ACTIVITY>
Return the whole listing unchanged. Drop the images.

SOURCE DATA>
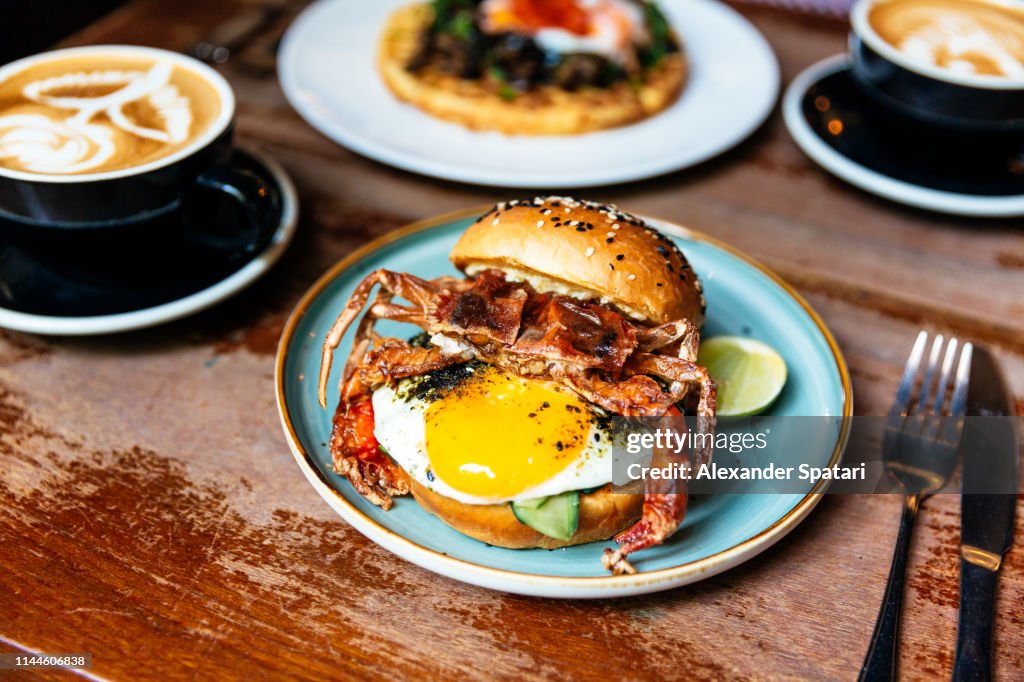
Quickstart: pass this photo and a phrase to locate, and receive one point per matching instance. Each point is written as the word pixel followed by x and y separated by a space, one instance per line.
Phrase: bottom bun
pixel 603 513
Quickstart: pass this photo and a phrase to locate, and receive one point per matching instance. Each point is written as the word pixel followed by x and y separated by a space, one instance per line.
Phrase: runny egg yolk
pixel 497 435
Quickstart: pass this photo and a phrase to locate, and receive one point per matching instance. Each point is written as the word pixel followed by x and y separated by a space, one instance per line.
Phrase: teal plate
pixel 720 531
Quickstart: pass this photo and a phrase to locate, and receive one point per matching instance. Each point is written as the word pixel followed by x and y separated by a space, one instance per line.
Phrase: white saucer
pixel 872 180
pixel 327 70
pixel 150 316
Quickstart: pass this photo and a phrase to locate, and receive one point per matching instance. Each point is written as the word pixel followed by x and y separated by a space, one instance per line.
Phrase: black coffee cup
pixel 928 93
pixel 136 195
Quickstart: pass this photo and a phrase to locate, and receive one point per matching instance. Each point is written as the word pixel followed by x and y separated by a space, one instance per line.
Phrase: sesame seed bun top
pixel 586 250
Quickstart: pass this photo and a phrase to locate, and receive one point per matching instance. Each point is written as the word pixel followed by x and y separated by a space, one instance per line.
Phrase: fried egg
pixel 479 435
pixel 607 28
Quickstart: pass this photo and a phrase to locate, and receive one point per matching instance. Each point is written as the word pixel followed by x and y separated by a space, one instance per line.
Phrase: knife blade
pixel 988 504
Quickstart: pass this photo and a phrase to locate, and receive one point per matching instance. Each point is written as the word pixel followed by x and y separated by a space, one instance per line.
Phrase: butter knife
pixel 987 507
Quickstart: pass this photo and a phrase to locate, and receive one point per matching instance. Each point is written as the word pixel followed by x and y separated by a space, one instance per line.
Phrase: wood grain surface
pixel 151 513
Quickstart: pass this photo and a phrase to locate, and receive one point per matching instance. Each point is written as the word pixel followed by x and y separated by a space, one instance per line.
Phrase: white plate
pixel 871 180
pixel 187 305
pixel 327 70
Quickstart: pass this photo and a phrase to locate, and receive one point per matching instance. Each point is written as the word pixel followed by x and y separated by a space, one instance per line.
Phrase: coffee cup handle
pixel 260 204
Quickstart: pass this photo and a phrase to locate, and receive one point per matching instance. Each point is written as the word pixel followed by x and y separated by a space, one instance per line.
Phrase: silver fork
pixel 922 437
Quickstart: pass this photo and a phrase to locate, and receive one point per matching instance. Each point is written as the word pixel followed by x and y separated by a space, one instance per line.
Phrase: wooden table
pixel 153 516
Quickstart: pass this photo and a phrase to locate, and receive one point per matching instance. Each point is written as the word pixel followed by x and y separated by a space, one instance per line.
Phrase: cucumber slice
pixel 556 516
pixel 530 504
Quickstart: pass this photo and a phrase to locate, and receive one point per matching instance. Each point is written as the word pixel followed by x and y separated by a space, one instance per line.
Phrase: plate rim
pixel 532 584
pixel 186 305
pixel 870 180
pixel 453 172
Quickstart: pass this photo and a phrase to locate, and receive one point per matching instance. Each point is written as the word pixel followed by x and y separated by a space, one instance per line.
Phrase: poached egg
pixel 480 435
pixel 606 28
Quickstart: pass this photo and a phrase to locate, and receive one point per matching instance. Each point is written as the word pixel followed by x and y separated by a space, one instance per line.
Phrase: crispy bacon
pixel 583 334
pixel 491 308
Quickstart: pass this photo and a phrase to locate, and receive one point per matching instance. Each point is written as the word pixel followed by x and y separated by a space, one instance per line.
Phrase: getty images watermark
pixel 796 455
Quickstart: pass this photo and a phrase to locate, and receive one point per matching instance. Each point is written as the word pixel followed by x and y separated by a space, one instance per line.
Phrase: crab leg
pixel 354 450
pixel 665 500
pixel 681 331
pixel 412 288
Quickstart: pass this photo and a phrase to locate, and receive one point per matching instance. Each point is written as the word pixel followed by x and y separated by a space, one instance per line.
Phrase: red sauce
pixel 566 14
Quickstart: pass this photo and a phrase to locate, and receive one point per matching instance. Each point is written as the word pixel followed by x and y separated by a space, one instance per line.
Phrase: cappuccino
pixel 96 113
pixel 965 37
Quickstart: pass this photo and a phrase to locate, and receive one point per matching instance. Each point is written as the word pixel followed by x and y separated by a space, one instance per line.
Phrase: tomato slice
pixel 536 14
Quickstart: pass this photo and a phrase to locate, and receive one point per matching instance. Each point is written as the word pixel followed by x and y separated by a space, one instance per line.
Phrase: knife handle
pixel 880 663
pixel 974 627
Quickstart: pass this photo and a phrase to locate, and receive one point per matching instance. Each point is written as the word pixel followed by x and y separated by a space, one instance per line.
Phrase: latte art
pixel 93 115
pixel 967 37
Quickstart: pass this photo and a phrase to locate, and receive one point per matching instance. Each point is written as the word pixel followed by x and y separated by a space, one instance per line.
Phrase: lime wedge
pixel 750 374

THE COMPLETED TASK>
Quickstart: pass this photo and a phrase to locate, and receive one point per matching instance. Each point is written as the word pixel followed by x and y separated by a space, one instance per line.
Phrase: bottom bun
pixel 603 513
Quickstart: pass this photo and a phrase to locate, and receive one point per matching instance. Each point is written as the word pixel followed by x and y separated by a space, one instance per line.
Phrase: runny egg yolk
pixel 497 435
Quickstart: pass this photo and a phrase to locate, and receive one point per matching instance. Each point is written as the word pixel followed by x and y separated by a space, one instance per line.
Phrase: teal plate
pixel 720 531
Quickstart: pass this photo and a phrase to locate, and receive one point per matching instance. Each point is written as the word pixel followed by x and y separated by a space, one instance per line.
Phrase: white saucer
pixel 872 180
pixel 327 70
pixel 150 316
Quickstart: pass this photo and a phrase to locate, and receive one point per matching instance. Each point is written as the word pixel followed by x and y separated by a space, one instance per line.
Phrase: black coffee cup
pixel 928 93
pixel 136 195
Quickstart: pass this photo and a phrase to locate, and receive one point per matching instance. Each point is written as the word pixel followed by x and y separated by a space, one instance per line.
Phrase: sesame seed bun top
pixel 586 250
Quickstart: pass this photo and a phrase to locate, and receive one point per matching instance. Each point is written as the word pixel followed by x and y separated by a space, one instance per line.
Phrase: fried egg
pixel 479 435
pixel 607 28
Quickstart: pass this photo and a phrase to locate, and receive one point per matching instance. Each point is written as the word pixel followed by x and y separated by a space, one instance per line.
Phrase: knife blade
pixel 988 504
Quickstart: pass this photo and a phrase to locate, and receive one point per matching instance. Each point is written as the word pixel followed by x and y separated by a space, one instance per line.
Phrase: butter knife
pixel 987 507
Quickstart: pass this photo and a phrase to locate, and receive one point per matching instance. Each point is written as the word pixel followed by x and y separated by a space, one instance per line.
Phrase: wood grain surface
pixel 151 513
Quickstart: pass this photo and a phrase to locate, and receive one point per matching instance. Each point is written as the word pixel followed by x and y separated by a space, one instance per line.
Phrase: white plate
pixel 871 180
pixel 187 305
pixel 327 70
Quickstart: pass this photo and a phrase to locate, and receive one point per matching instance. Each point is written as the word pixel followed by x and y separated by a space, one instance per line.
Phrase: coffee cup handle
pixel 260 204
Quickstart: pass this photo and a phrase to locate, and receive one point per matching instance. Each point is written as the word pixel followed by x and y separated by a space, one instance per line.
Phrase: silver fork
pixel 922 437
Quickstart: pass this photo and a phrase to locate, and receive one point per matching instance. Each point is written as the word pixel followed by x and y separated by a space, one instance per line.
Phrase: wooden table
pixel 153 516
Quickstart: pass this photo and a phrase to locate, and receive one point per matching instance. Each point is written as the word pixel followed by x and y separated by a space, one instance per line.
Phrase: cucumber slice
pixel 556 516
pixel 530 504
Quickstart: pass this photo and a phrase to locate, and receive one point per matching instance. Each point is written as the word pixel followed by x and y separated by a space, one instance per line.
Phrase: plate rim
pixel 532 584
pixel 186 305
pixel 870 180
pixel 453 172
Quickstart: pass this photo and a phrase to locate, and receive one point per matching instance. Each point is written as the word pixel followed by x and y separated by a space, one instance per line.
Phrase: poached egg
pixel 480 435
pixel 606 28
Quickstart: pass this photo and a phrase to locate, and receive one point per matching instance. Each point is written as the word pixel followed by x and y separated by a space, one instance per line.
Phrase: crispy bacon
pixel 583 334
pixel 491 308
Quickstart: pass this photo and a phrase to locate, and receive one point per matching instance. Each point is written as the word pixel followed by x and y separated by a space, one instance per line.
Phrase: getty images watermark
pixel 796 455
Quickstart: pass this photo and a phrase to locate, and receive one point per matching instance. Each point is written as the word pixel followed by x and y separated by a space, one instance per line.
Phrase: crab leg
pixel 354 450
pixel 665 500
pixel 681 331
pixel 412 288
Quickstart: pass this photo and a phrase to locate, and receive one point per matching instance. Each point is written as the word pixel followed by x and y separated by a space, one instance per line.
Phrase: red sauce
pixel 566 14
Quickstart: pass this photo and a phrase to locate, and receive one point per matching instance. Each point is written as the word pixel followed by x and y separated by a space, one instance per line.
Phrase: cappuccino
pixel 96 113
pixel 965 37
Quickstart: pass this photo and a phrase to locate, and receive one point per matching instance. Each point is written as the word pixel followed by x and y separated by a space, one instance per line.
Phrase: tomato slice
pixel 536 14
Quickstart: pass this photo and a phrase to locate, and receive one point per matching instance. Each point is written as the word pixel followed by x and y separated by a space, one instance per line.
Phrase: knife handle
pixel 880 663
pixel 974 627
Quickstart: pass this photo and a phrase to locate, and receive one point per matching instance. Each point is written as the word pixel followed by x and y separated by a space, one instance per line.
Phrase: latte art
pixel 93 115
pixel 967 37
Quickstart: pass this photo and a phrase to locate, and receive one point per matching instance. Each point is written as the word pixel followed by x and y separated by a space, one instance per line.
Phrase: lime wedge
pixel 750 374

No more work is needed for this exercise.